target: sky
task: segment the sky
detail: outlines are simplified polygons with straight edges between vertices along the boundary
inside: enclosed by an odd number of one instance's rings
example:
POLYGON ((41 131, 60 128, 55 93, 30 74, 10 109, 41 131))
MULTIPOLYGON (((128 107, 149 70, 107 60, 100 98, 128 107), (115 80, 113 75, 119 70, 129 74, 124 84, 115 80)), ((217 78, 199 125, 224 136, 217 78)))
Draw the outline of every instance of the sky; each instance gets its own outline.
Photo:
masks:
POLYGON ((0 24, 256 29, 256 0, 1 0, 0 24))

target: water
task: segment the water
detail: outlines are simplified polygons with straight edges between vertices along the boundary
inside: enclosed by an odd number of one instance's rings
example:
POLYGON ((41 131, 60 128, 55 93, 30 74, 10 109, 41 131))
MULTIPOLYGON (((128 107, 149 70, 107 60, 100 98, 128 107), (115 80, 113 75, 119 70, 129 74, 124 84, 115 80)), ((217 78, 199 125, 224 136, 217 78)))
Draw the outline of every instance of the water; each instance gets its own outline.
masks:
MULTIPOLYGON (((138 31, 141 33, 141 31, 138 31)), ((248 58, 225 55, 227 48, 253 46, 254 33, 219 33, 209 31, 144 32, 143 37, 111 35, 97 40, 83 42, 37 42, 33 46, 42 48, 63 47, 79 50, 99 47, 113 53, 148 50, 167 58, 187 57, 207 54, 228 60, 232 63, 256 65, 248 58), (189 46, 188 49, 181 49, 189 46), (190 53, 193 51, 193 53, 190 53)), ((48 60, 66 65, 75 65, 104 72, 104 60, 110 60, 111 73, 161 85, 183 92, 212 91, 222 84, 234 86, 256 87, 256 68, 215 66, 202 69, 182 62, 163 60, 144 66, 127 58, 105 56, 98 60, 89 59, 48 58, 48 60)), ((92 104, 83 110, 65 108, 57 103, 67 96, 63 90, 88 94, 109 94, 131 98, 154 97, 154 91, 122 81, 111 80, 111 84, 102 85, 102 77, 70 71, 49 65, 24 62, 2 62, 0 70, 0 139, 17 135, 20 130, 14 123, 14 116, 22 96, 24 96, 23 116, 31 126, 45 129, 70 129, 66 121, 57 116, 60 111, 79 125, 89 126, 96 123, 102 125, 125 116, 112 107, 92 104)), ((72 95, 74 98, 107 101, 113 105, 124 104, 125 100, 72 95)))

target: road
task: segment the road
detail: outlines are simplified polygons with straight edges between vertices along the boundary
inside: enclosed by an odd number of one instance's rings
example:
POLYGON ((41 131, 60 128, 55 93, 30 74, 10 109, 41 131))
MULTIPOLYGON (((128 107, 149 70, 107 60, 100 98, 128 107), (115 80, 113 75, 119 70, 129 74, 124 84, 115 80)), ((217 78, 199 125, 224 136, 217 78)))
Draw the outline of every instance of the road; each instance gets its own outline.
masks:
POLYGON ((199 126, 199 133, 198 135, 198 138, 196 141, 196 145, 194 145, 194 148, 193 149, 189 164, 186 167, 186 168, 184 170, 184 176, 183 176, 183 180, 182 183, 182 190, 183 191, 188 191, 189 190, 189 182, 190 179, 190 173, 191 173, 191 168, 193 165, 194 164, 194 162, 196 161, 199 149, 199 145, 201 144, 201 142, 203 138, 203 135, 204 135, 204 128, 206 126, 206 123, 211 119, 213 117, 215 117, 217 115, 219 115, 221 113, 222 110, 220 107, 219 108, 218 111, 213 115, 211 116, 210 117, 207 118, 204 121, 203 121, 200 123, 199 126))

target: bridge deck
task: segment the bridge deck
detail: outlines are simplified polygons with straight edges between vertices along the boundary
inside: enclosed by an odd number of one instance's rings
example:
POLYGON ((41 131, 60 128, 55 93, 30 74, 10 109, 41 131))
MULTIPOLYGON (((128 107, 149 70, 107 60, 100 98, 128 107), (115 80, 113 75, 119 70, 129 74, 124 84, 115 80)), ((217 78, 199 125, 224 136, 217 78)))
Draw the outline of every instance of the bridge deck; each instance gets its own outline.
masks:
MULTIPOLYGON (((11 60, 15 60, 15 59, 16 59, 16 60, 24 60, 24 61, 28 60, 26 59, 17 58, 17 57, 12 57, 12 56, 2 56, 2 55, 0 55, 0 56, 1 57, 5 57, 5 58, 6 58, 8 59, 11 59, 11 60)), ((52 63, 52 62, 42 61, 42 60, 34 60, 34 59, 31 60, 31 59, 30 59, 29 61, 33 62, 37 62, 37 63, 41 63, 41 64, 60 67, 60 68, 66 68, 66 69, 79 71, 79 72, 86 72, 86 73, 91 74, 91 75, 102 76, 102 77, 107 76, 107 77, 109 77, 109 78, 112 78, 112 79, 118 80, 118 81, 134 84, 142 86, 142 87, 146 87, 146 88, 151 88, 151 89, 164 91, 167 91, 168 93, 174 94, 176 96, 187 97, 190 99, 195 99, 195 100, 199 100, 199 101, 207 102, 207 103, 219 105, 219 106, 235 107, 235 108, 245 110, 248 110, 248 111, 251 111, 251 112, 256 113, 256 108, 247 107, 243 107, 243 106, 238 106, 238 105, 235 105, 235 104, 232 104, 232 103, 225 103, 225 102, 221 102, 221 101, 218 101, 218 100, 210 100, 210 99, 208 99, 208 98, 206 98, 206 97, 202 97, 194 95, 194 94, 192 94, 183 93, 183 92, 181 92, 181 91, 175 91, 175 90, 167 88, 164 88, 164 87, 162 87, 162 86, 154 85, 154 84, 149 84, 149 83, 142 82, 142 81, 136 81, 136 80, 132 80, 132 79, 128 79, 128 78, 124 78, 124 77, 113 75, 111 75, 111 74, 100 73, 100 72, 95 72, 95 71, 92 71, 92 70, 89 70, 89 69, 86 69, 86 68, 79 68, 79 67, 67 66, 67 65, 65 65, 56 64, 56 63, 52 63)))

****

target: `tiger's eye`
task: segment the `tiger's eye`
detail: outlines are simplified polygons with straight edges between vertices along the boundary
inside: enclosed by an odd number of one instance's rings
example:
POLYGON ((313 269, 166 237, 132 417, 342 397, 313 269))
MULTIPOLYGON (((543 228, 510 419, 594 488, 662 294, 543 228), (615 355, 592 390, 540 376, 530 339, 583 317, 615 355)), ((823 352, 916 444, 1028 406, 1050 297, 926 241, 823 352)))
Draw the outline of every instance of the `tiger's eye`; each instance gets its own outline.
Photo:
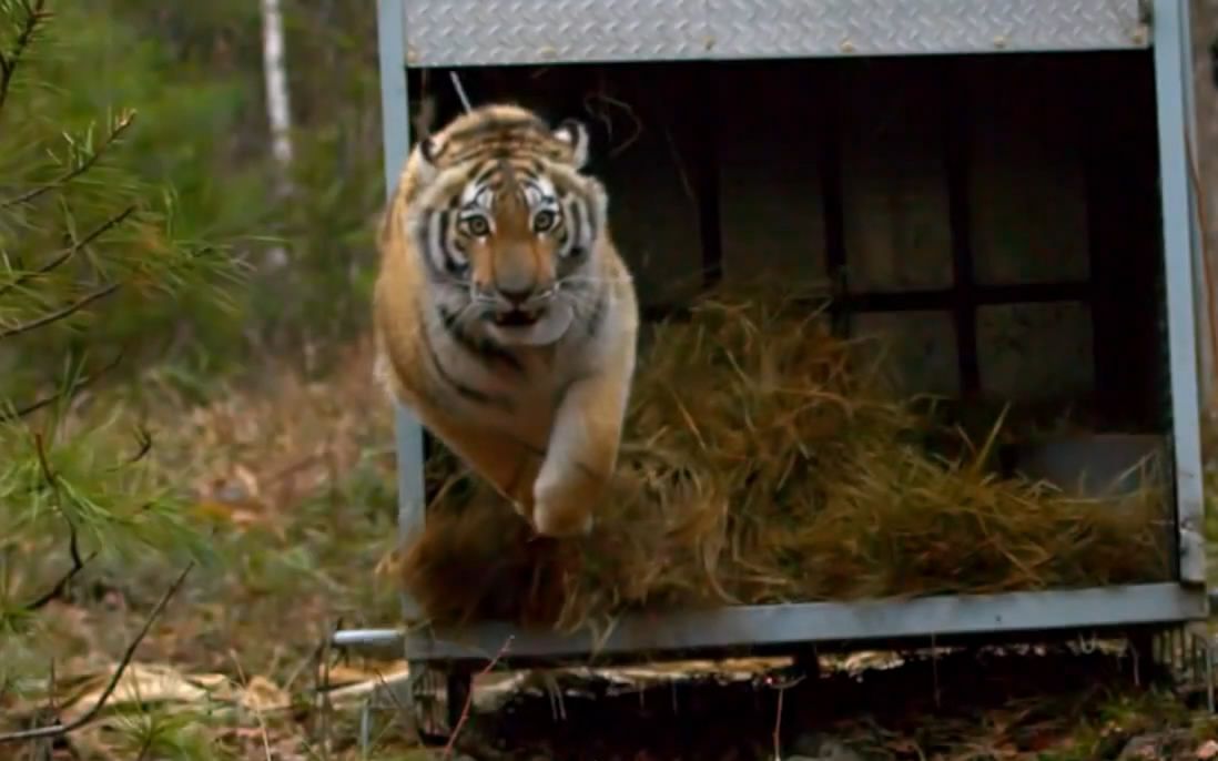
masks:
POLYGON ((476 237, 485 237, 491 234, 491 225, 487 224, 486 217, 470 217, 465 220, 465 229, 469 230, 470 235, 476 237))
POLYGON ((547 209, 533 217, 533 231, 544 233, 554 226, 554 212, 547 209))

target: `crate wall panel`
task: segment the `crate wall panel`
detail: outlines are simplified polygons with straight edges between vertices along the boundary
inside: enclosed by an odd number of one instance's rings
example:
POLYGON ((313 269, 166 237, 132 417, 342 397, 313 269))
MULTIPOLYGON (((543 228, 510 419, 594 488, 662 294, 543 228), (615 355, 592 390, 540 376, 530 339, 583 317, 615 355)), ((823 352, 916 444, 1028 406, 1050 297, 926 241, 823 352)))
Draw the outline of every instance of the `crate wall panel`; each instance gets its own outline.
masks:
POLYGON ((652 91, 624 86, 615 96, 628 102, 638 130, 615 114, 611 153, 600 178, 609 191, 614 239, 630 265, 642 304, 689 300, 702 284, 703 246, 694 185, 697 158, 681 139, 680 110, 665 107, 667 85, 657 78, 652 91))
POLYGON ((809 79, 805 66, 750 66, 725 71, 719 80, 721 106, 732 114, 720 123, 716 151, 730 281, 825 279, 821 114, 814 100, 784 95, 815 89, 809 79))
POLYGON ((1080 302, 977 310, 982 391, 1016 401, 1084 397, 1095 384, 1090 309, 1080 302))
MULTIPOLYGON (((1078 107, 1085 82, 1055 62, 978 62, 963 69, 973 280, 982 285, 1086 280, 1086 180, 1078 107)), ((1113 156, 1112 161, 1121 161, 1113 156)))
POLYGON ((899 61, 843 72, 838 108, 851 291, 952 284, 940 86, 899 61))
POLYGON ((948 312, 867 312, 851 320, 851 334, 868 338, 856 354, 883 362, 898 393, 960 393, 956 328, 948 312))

****

- [AIM]:
In the items above, how many lines contain the string "crate"? Reply with the number alone.

- [SOLUTION FOR THIS TASK]:
3